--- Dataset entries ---
**********
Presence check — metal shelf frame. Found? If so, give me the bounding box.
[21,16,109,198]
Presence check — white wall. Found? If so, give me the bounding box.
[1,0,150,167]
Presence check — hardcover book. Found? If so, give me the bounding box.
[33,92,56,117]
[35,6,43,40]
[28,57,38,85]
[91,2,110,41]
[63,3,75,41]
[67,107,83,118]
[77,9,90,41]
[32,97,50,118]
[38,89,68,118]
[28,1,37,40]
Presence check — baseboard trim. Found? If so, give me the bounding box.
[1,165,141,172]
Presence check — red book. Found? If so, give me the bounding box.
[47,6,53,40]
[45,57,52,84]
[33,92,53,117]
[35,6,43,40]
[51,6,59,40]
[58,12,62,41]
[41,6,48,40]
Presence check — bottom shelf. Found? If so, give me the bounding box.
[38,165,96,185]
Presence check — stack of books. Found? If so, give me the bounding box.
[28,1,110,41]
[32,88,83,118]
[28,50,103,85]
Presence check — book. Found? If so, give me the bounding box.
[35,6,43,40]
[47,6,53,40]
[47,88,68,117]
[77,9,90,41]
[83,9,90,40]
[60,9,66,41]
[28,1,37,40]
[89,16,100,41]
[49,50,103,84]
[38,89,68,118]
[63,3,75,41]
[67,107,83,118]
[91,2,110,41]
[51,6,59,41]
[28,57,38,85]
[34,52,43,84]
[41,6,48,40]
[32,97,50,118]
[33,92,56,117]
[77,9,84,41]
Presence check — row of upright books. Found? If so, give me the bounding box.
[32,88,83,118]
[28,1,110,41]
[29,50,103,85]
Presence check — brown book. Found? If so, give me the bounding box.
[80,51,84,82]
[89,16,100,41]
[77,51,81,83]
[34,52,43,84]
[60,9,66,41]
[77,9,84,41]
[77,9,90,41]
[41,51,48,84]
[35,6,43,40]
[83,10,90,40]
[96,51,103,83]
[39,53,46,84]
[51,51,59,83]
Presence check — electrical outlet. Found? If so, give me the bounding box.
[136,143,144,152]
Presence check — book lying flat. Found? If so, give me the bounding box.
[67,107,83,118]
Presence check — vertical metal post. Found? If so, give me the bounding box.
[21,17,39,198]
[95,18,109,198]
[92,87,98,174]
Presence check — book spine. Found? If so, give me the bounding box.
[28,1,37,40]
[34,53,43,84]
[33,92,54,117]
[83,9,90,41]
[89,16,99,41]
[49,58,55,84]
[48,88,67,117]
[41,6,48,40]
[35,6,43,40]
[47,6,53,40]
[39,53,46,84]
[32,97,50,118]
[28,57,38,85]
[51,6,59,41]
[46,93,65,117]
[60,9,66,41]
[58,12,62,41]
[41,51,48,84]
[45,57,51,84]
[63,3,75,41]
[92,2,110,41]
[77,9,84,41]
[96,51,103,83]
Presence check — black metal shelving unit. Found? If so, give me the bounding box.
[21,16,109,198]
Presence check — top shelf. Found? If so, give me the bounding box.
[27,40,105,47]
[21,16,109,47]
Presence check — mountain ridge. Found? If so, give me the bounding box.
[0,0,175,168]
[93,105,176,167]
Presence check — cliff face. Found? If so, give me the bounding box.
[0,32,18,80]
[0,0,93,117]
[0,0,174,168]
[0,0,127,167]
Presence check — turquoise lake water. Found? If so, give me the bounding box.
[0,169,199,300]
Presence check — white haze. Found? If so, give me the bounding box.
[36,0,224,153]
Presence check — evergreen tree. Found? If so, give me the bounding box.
**********
--- Task goal ---
Would you write down every record again, exactly?

--- Solution ---
Presence check — metal shelf frame. Found? If so, give me the bounding box.
[21,16,109,198]
Presence check — white wall. Found? If so, give me the bounding box.
[1,0,150,167]
Presence check — hardcover book. Found? If so, give me the bounding box.
[33,92,56,117]
[35,6,43,40]
[28,57,38,85]
[91,2,110,41]
[63,3,75,41]
[67,107,83,118]
[77,9,90,41]
[32,97,50,118]
[38,89,68,118]
[28,1,37,40]
Presence check — baseboard trim. Found? If so, give me the bounding box.
[1,165,141,172]
Presence check — red book. Found? If so, give me the bounding box.
[47,6,53,40]
[45,57,52,84]
[33,92,53,117]
[35,6,43,40]
[51,6,59,40]
[58,12,62,41]
[41,6,48,40]
Presence check — bottom shelf. Found? If so, give me the bounding box.
[38,165,96,185]
Presence check — stack of books. Found? If so, give me the bounding box.
[28,1,110,41]
[32,88,83,118]
[28,50,103,85]
Presence check — book. Found? If so, give me the bounding box.
[35,6,43,40]
[47,6,53,40]
[47,88,68,117]
[77,9,90,41]
[83,9,90,40]
[60,9,66,41]
[28,1,37,40]
[89,16,100,41]
[49,50,103,84]
[38,89,68,118]
[63,3,75,41]
[67,107,83,118]
[91,2,110,41]
[51,6,59,41]
[28,57,38,85]
[34,52,43,84]
[41,6,48,40]
[32,97,50,118]
[33,92,56,117]
[77,9,84,41]
Presence check — row of upright books. Found? If so, give me the bounding box.
[32,88,83,118]
[28,1,110,41]
[29,50,103,85]
Presence check — brown book. Found? If so, give me the bounding box.
[80,51,84,82]
[89,16,100,41]
[77,51,81,83]
[34,52,43,84]
[60,9,66,41]
[77,9,84,41]
[77,9,90,41]
[41,51,48,84]
[35,6,43,40]
[83,10,90,40]
[96,51,103,83]
[39,53,46,84]
[51,51,59,83]
Presence check — electrical outlet. Found? If so, give me the bounding box.
[136,143,144,152]
Presence check — book lying flat. Found? If so, give me the bounding box.
[67,107,83,118]
Presence check — vertical metal post. Found? If so, give me the bounding box.
[21,17,39,198]
[95,18,109,198]
[92,87,98,174]
Presence check — book spine. Found? If so, give me the bounding box.
[28,1,37,40]
[34,53,43,84]
[33,92,54,117]
[83,9,90,41]
[89,16,99,41]
[49,58,55,84]
[48,88,67,117]
[41,6,48,40]
[35,6,43,40]
[47,6,53,40]
[39,53,46,84]
[32,97,50,118]
[28,57,38,85]
[51,6,59,41]
[46,93,65,117]
[60,9,66,41]
[58,12,62,41]
[41,51,48,84]
[45,57,51,84]
[63,3,75,41]
[92,2,110,41]
[77,9,84,41]
[96,51,103,83]
Presence check — black metal shelving unit. Found? If so, give me the bounding box.
[21,16,109,198]
Presence check — top shelf. Found? If so, give me the bounding box.
[27,40,105,47]
[21,16,109,47]
Presence check — mountain ridge. Found? If so, give me the bounding box.
[0,0,175,168]
[93,105,176,167]
Presence check — cliff face. Found? If so, give me the bounding box.
[0,32,18,80]
[0,0,93,117]
[0,0,174,168]
[0,0,127,167]
Presence check — turquoise lake water. Found? If so, give me the bounding box.
[0,169,199,300]
Presence check — white haze. Found? If so, give me the bounding box.
[36,0,224,153]
Presence check — evergreen tree. Found? If so, give me the bounding box.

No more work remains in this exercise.